* **Document segment**
8 web design myths that eLearning portal managers fall for (part 1)
Instructional Design

8 web design myths that eLearning portal managers fall for (part 1)


They’ve busted 10 misconceptions about Cloud based apps. They tore apart 6 common myths about mobile learning. Now our myth-busting team has returned to take care of several pesky web design myths that eLearning portal managers shouldn’t be believing (but they do).

Web design is about making your eLearning portal pretty

Excuse us if we sound biased on this issue, but: no, no, no, a thousand times no.

Design, as Steve Jobs famously said, is about how things work. It should help your users navigate and use your eLearning portal, not to make it look nice.

Of course making it look nice doesn’t hurt, but that should never come at the expense of usability.

The right kind of design is setting the body font to a size that’s legible, and having it in a shade that creates easy to read contrast with your background.

The wrong kind of design is picking a font that looks cool, regardless of its legibility, and choosing a color scheme that, while superficially nice, lowers your webpage’s contrast and renders the text unreadable.

Off-the-shelf templates should be avoided

There’s this idea in the web design world that commercially available (as opposed to custom-made) templates are bad for you — tacky, cookie-cutter, not professional enough, etc.

Professional web designers’ contempt for them kind of makes sense. After all if we all used ready-made templates, they’d be out of business. But, if you’re not a professional web designer and just want to make your eLearning portal look good fast, there’s nothing wrong about using them.

In design marketplaces such as Envato and Template Monster you can select among hundreds of high quality templates in affordable prices. The key is to customize your template of choice with your color scheme, choice of fonts, logos, background, pictures, etc.

High quality templates make this easy, as they come with tons of well-documented customization options.

You should copy Apple / Google / trends of the day

Hey, if it works for them it will work for you, right?

Wrong.

You’re not in the same business as Apple. You provide eLearning courses and they sell computers and smartphones.

* **Set exercise A**
In the rows, starting at the row that contains "Query: tree line" and continuing through the final row, rename "Observed output" as "Returned points" and leave everything else unchanged.

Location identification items
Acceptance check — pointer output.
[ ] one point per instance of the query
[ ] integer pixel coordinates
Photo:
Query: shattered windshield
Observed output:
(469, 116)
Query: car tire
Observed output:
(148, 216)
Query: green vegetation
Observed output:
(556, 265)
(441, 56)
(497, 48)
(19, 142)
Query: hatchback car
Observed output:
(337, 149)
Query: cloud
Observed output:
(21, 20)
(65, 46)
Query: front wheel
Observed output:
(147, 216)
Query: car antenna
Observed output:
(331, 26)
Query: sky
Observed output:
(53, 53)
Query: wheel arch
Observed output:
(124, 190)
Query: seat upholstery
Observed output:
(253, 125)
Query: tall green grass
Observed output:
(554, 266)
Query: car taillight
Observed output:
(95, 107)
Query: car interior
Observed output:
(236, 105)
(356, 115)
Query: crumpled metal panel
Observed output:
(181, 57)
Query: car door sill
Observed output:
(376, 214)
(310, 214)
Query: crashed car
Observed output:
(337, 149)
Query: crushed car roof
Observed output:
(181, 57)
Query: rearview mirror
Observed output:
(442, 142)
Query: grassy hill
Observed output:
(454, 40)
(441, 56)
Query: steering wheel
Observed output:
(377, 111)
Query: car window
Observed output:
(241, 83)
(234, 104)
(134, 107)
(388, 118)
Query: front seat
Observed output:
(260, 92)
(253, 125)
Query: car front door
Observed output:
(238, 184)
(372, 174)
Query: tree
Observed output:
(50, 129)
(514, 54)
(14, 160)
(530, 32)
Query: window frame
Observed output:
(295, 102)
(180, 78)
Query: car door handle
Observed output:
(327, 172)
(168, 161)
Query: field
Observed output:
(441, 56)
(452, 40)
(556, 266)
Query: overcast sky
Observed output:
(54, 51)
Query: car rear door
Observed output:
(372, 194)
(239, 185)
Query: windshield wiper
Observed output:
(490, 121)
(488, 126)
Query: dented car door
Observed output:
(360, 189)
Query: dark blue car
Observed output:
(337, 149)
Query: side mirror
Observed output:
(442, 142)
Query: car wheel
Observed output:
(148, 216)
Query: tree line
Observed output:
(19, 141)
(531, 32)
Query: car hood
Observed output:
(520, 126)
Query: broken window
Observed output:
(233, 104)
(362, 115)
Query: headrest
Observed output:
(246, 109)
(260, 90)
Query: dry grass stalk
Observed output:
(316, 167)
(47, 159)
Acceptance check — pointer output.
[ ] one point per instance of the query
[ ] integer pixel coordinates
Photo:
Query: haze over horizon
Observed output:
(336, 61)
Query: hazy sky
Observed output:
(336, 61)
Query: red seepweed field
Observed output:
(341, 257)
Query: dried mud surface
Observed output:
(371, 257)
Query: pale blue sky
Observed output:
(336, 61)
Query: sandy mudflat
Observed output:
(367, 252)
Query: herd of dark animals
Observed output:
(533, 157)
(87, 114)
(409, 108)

* **Set exercise B**
Print the passage of the article on web design myths that begins at the words "Design, as Steve" and ends after the words "it look nice.".

* **Written response A**
Query: tree line
Returned points:
(19, 141)
(531, 32)
Query: car hood
Returned points:
(520, 126)
Query: broken window
Returned points:
(233, 104)
(362, 115)
Query: headrest
Returned points:
(246, 109)
(260, 90)
Query: dry grass stalk
Returned points:
(316, 167)
(47, 159)
Acceptance check — pointer output.
[ ] one point per instance of the query
[ ] integer pixel coordinates
Photo:
Query: haze over horizon
Returned points:
(336, 61)
Query: hazy sky
Returned points:
(336, 61)
Query: red seepweed field
Returned points:
(341, 257)
Query: dried mud surface
Returned points:
(371, 257)
Query: pale blue sky
Returned points:
(336, 61)
Query: sandy mudflat
Returned points:
(367, 252)
Query: herd of dark animals
Returned points:
(533, 157)
(87, 114)
(409, 108)

* **Written response B**
Design, as Steve Jobs famously said, is about how things work. It should help your users navigate and use your eLearning portal, not to make it look nice.